*** Opening of Page excerpt ***

Mistakes are one thing. Everyone makes them. I can forgive her for these errors, but putting yourself in a position where you are giving others advice and then reinforcing complete myths about eating disorders is criminal. It's bad enough that she can't get her facts straight, but she steps over the line when she tries to convince others that people can't control themselves when they resort to intuitive eating after "extreme dieting," because....she can't? It's pure bullshit. 

How the fuck do people like this sleep at night? Mistakes, yeah, the body and its systems are complex and often confusing. I understand that. I've made mistakes or misunderstood various aspects of human biology, too. I hope if I make mistakes in my blog, people will call me out on it. What really pisses me off is someone basically suggesting that a person should continue harming herself, because she might not be emotionally prepared to handle change. In other words, this blogger thinks that if you are under-prepared to address the underlying psychological issues that are often associated with an eating disorder, you should just continue to engage in behaviors that might kill you. Absurd. 

Additionally, she seems to think that, because she is obsessed with food and hasn't resolved her own issues, anyone else who tries to eat intuitively after restricting will suddenly become overwhelmed with choices and want to eat and eat and eat. In my book, I write about a phase I went through in which I did eat a lot of junk, but I didn't have any idea what a sensible diet looked like at that point. Plus, my body desperately needed food. If your body needs calories and a lot of them, of course you are going to want to eat once you allow yourself, but you have to have some faith that you will be able to find balance once your health is more stable. It takes time. And if you are aiming for a nutrient-dense, well-balanced, varied diet, chances are less likely that you will swing to any extremes. 

There's no doubt that if you are struggling with an eating disorder, it's best to work with professionals. It's true that you can get some useful advice online, but you really have to be careful not to take advice from people who try to inflict their issues and insecurities onto others. Take everything you read with a grain, or in some cases a shaker, of salt. It's so important to consider your own beliefs and recognize when others are stuck in theirs. Seeing reality clearly can be difficult when you're struggling with an eating disorder, but do your best to trust that you can and eventually will figure it all out. Rather than reading random blogs, a safer bet when it comes to reaching out for advice and online support is to look into some of the eating disorder recovery forums on Facebook.

*** Close of Page excerpt ***
*** Opening of Records provided ***

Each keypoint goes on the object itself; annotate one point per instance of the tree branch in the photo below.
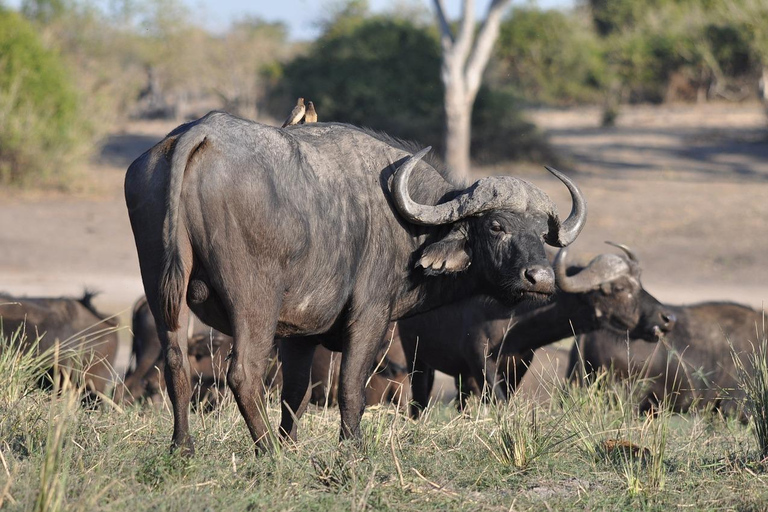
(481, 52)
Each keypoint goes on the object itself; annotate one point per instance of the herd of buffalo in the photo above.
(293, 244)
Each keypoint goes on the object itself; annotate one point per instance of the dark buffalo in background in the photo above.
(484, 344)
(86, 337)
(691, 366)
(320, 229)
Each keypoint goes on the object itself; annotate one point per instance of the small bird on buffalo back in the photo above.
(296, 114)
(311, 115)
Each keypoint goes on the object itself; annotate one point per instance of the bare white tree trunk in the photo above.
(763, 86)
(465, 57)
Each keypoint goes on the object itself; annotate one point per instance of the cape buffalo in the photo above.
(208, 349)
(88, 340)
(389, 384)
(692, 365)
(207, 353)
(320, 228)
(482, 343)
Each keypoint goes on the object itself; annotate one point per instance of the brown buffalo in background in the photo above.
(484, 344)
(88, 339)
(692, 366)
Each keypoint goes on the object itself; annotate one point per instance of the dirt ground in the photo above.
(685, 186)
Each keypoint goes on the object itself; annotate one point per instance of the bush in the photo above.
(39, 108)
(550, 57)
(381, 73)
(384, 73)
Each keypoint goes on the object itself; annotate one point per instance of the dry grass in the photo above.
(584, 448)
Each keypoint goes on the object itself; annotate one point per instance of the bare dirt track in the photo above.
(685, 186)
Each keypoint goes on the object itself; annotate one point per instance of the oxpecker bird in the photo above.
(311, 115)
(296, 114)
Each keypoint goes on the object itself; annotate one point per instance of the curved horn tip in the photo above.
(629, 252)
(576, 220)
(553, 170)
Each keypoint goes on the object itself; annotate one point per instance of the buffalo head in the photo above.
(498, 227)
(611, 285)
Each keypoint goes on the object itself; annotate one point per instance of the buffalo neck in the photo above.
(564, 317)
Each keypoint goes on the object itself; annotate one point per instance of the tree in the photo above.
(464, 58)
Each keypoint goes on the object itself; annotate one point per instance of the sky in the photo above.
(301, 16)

*** Close of Records provided ***
*** Opening of Records provided ***

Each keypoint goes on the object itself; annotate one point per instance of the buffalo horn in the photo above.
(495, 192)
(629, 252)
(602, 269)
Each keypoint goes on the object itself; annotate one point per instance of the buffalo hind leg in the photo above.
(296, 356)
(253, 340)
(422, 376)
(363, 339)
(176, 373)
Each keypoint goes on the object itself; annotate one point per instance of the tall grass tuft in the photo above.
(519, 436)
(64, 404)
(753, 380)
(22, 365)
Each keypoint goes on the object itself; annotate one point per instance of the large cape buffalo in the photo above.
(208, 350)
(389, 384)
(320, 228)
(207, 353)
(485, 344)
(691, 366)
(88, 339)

*** Close of Records provided ***

What you will do —
1. According to the blog post about eating disorder advice, where is a safer place than random blogs to look for online support?
2. Continue the blog post about eating disorder advice from its last sentence.

Answer list —
1. Eating disorder recovery forums on Facebook.

2.
In the end, the one good thing about this woman's post is that she admits that she is ill prepared to address questions related to severe eating disorders and that people who are struggling should go to a professional. Yes, thank you. Finally a bit of rational thought in an otherwise large pile of crap.   

Obviously, it takes working on the physical, emotional, mental and even spiritual aspects of the disorder, but the first and often the scariest step is refeeding, eating consistently and enough. Of course, if you are at a point where actual refeeding syndrome is a concern, this stage should definitely be supervised by someone in the medical field. I think it would be rare for someone in that state to be hanging out online asking bloggers who aren't specifically addressing recovery questions about diet, though it might happen. Anyway, what I did was risky, dangerous given where I was, but I also knew I would die if I continued restricting the way I had been. I wasn't prepared mentally or emotionally to handle eating again, but I had to do something to save my life. I at least knew that much. Is anyone ever really ready for change? There probably are some who can go into recovery more prepared. There's no real right or wrong when it comes to saving yourself.